• DATA:
┌──

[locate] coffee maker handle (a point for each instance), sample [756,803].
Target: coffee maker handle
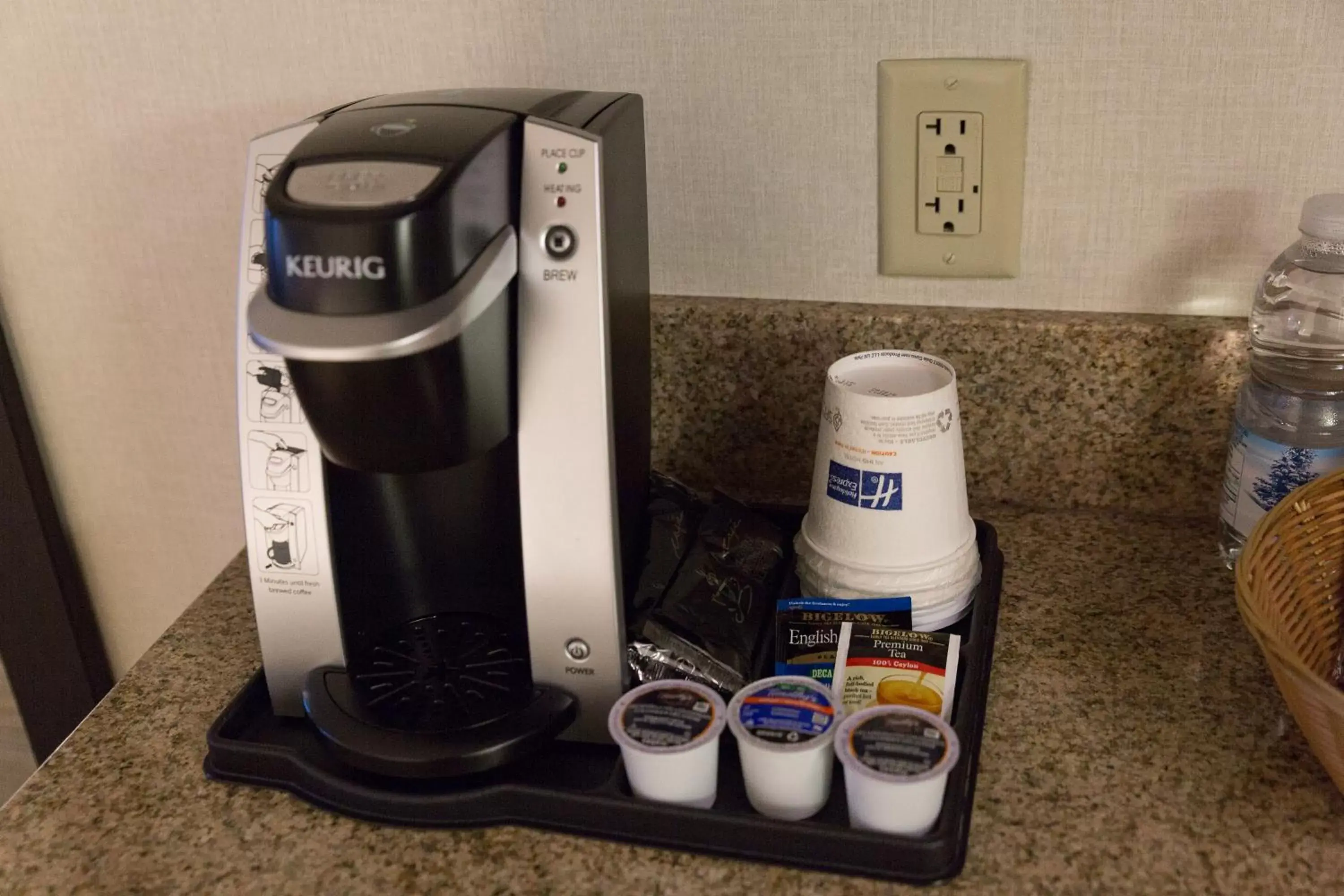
[369,338]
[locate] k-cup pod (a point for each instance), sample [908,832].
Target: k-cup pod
[889,485]
[668,732]
[784,727]
[896,767]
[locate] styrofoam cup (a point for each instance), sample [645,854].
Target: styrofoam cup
[668,732]
[896,767]
[889,484]
[784,727]
[943,587]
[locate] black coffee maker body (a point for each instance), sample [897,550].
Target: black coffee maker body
[455,285]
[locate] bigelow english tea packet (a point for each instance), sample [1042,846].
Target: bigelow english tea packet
[881,665]
[808,630]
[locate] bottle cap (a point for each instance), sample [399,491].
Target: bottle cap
[1323,217]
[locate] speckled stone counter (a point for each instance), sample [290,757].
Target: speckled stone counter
[1135,745]
[1057,409]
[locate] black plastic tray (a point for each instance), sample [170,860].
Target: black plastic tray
[581,789]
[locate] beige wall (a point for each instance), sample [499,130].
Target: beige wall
[1170,146]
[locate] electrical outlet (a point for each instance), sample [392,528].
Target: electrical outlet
[951,168]
[951,156]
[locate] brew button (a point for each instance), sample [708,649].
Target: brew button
[560,242]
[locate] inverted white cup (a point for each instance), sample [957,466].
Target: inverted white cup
[896,767]
[784,727]
[889,484]
[668,732]
[932,586]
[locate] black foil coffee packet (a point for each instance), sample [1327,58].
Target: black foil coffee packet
[675,512]
[714,613]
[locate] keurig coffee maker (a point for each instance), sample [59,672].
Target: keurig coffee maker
[445,296]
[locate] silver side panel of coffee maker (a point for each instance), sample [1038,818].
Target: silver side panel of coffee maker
[572,560]
[284,496]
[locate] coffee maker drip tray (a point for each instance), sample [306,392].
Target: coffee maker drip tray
[362,742]
[440,696]
[441,673]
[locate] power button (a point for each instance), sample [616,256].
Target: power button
[560,242]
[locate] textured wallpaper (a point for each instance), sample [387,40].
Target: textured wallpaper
[1170,146]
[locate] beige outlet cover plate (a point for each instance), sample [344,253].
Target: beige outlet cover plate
[995,89]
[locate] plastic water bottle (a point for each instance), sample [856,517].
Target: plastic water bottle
[1291,412]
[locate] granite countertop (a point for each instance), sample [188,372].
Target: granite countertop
[1135,743]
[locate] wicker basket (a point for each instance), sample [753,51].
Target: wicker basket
[1289,591]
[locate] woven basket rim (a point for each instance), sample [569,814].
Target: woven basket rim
[1323,687]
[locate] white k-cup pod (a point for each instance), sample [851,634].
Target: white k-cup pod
[668,732]
[889,485]
[896,767]
[784,727]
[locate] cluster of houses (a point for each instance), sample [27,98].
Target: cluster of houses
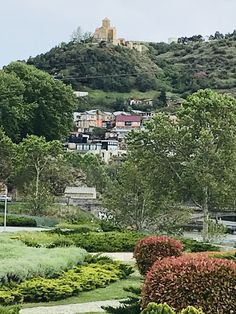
[103,133]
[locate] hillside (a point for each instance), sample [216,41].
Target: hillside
[176,68]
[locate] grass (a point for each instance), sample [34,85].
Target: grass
[54,215]
[19,262]
[112,292]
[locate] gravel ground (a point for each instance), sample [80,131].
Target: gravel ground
[72,308]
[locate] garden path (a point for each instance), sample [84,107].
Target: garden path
[72,308]
[123,257]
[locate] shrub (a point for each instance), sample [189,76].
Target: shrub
[129,306]
[107,241]
[8,297]
[197,246]
[19,262]
[82,278]
[10,309]
[191,310]
[61,242]
[154,308]
[107,226]
[149,249]
[203,282]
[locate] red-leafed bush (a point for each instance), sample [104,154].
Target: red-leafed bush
[209,283]
[153,248]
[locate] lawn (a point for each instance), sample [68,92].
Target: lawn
[112,292]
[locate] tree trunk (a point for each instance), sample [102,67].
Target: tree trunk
[205,231]
[36,189]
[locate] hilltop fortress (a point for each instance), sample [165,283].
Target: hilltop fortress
[108,33]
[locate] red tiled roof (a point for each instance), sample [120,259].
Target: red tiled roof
[129,118]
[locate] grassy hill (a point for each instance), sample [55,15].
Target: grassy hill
[179,69]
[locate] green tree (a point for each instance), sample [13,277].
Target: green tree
[207,124]
[15,114]
[35,102]
[6,157]
[191,158]
[89,169]
[132,202]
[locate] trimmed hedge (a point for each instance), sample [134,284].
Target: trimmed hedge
[191,310]
[153,248]
[19,221]
[195,246]
[19,262]
[154,308]
[209,283]
[99,241]
[83,278]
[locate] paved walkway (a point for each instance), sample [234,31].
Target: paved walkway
[72,308]
[123,256]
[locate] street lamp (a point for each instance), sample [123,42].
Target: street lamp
[5,211]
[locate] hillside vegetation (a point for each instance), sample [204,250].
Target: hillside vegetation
[180,69]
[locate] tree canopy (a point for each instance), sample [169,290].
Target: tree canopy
[191,158]
[35,103]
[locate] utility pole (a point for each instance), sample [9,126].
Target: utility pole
[5,211]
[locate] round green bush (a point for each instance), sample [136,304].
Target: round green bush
[191,310]
[208,283]
[154,308]
[153,248]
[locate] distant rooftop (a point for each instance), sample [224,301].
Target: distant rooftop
[128,118]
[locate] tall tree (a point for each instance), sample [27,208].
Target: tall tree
[35,102]
[207,124]
[37,170]
[6,157]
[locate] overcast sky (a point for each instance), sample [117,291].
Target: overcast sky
[30,27]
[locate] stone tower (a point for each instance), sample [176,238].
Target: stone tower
[106,32]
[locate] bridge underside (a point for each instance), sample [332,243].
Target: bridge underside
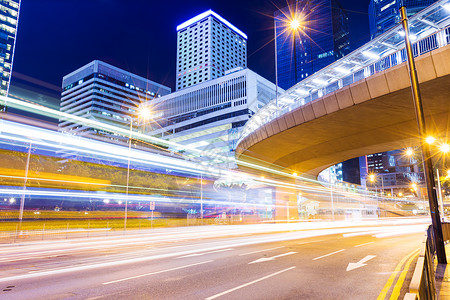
[329,130]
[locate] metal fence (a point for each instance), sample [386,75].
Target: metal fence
[382,53]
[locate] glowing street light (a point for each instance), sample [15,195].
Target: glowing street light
[444,148]
[144,112]
[430,139]
[295,24]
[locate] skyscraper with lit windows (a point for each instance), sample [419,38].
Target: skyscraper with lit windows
[384,14]
[207,47]
[9,18]
[321,39]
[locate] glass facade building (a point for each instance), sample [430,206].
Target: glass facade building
[322,39]
[9,18]
[207,47]
[384,14]
[102,92]
[210,115]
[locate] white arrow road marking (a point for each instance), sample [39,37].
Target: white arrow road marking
[361,263]
[264,259]
[158,272]
[204,253]
[328,254]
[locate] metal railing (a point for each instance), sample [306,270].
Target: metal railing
[430,29]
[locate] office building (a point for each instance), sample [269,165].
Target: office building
[102,92]
[321,39]
[384,14]
[210,115]
[9,18]
[207,47]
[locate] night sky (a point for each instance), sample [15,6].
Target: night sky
[55,37]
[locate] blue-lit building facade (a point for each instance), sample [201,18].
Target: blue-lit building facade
[384,14]
[207,47]
[322,39]
[209,116]
[9,18]
[105,93]
[394,170]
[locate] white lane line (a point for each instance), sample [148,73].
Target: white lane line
[249,283]
[360,245]
[303,243]
[353,234]
[270,249]
[328,254]
[204,253]
[158,272]
[264,259]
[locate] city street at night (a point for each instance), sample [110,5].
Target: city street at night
[333,261]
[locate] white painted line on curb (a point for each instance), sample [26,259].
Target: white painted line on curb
[158,272]
[328,254]
[270,249]
[205,253]
[264,259]
[360,245]
[249,283]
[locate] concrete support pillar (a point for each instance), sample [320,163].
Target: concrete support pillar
[286,204]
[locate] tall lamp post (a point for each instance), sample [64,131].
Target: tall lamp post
[426,153]
[144,113]
[373,179]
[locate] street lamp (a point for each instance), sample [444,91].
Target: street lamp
[421,126]
[144,113]
[294,24]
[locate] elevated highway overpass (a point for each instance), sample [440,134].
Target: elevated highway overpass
[359,105]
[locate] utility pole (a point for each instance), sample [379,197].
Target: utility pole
[426,152]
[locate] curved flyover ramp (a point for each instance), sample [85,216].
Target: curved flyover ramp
[372,115]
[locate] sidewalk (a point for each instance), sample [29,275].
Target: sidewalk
[443,277]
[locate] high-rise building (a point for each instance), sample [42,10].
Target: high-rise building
[321,39]
[105,93]
[9,18]
[210,116]
[207,47]
[384,14]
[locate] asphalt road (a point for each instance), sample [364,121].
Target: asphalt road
[309,261]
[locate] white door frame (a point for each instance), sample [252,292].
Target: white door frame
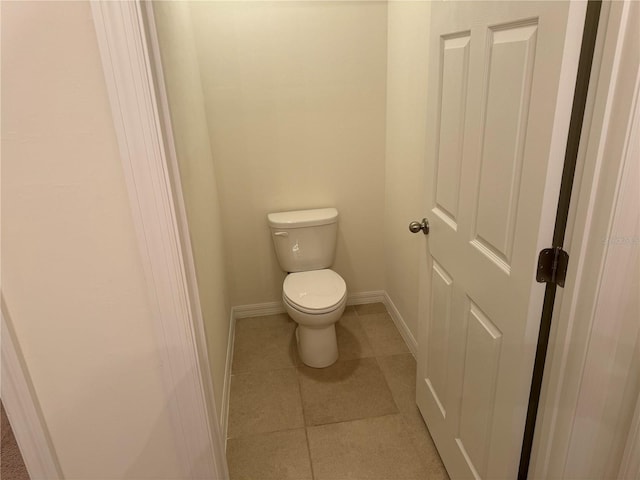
[126,55]
[607,133]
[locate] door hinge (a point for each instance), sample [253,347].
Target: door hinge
[552,266]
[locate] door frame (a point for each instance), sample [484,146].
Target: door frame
[601,157]
[159,220]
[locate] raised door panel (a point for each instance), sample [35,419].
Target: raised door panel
[438,336]
[509,70]
[454,60]
[482,353]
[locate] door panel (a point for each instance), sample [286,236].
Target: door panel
[510,56]
[455,66]
[495,108]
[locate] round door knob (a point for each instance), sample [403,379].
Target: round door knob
[415,227]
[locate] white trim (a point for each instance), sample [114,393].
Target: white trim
[181,212]
[401,325]
[630,465]
[557,448]
[23,412]
[361,298]
[226,391]
[257,310]
[128,75]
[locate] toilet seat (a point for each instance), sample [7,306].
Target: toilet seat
[314,292]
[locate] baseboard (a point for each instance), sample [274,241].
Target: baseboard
[408,337]
[23,412]
[257,309]
[361,298]
[226,390]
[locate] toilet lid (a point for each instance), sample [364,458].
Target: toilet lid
[315,290]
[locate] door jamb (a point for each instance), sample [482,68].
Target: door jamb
[125,55]
[615,73]
[571,154]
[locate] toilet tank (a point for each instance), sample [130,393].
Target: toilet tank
[304,239]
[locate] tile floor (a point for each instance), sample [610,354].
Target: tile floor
[11,462]
[354,420]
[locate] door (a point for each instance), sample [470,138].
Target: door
[500,90]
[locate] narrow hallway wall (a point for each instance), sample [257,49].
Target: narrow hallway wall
[198,179]
[72,276]
[407,76]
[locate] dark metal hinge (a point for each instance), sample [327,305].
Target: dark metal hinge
[552,266]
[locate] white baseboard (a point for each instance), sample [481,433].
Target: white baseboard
[360,298]
[23,412]
[407,336]
[226,389]
[257,309]
[366,297]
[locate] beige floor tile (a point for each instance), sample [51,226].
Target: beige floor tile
[400,373]
[344,391]
[383,334]
[264,343]
[370,449]
[11,462]
[425,447]
[4,425]
[352,341]
[350,311]
[369,308]
[264,402]
[269,456]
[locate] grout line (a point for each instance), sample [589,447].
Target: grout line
[395,414]
[256,434]
[304,421]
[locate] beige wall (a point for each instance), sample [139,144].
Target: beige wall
[295,100]
[407,77]
[197,176]
[71,275]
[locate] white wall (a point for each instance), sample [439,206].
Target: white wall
[71,275]
[295,101]
[407,75]
[198,178]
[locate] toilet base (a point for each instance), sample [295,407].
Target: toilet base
[317,347]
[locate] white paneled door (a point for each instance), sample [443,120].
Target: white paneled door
[501,85]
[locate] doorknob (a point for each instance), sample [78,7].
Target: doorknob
[415,227]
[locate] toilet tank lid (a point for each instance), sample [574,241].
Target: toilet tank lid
[303,218]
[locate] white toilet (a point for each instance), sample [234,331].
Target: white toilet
[313,295]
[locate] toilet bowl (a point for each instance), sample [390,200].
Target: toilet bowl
[315,300]
[313,295]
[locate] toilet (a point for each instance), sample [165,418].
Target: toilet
[313,295]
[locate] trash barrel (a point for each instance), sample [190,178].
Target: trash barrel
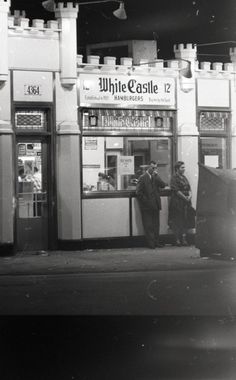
[216,212]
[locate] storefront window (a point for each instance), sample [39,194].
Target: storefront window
[213,151]
[214,140]
[115,163]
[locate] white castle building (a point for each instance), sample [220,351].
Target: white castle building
[72,120]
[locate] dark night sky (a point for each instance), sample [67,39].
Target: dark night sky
[172,21]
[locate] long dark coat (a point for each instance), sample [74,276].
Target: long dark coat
[148,193]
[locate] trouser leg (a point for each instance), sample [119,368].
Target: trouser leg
[156,225]
[147,219]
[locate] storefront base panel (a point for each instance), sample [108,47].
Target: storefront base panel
[110,243]
[7,249]
[137,226]
[105,217]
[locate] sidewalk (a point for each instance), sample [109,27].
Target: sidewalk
[109,260]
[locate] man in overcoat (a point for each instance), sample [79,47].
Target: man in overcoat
[148,195]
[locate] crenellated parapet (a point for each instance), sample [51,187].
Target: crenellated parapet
[68,10]
[185,51]
[126,66]
[18,24]
[5,5]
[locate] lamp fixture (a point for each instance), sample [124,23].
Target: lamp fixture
[120,13]
[185,72]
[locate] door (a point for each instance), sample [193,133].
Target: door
[32,212]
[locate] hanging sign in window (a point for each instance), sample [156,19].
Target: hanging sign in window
[123,89]
[126,165]
[90,143]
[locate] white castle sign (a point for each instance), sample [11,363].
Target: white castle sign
[123,89]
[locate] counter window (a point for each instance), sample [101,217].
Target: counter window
[214,139]
[115,163]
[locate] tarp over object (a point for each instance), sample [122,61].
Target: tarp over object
[216,211]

└──

In the material above, one part opens with the line containing "Target: curved flyover ramp" and closes with the line containing "[locate] raised door". Write out that part exactly and skip its pictures.

• ANSWER TO THE EXERCISE:
Target: curved flyover ramp
[372,115]
[locate] sidewalk (a point for each instance), sample [29,275].
Target: sidewalk
[443,277]
[locate] high-rise building (a point for each instance), sample [42,10].
Target: high-rise building
[321,39]
[105,93]
[9,18]
[210,116]
[207,47]
[384,14]
[locate] asphalt road (a point for each instance), sample [364,121].
Target: asphalt road
[309,261]
[locate] white door frame (a point for each instance), sample [252,292].
Target: white door frame
[126,55]
[607,133]
[locate] door hinge (a point for each instance), sample [253,347].
Target: door hinge
[552,266]
[locate] door frame (a point for each instance), sample [484,146].
Target: door frame
[601,157]
[159,220]
[locate] raised door panel (a point for each instance), sample [35,419].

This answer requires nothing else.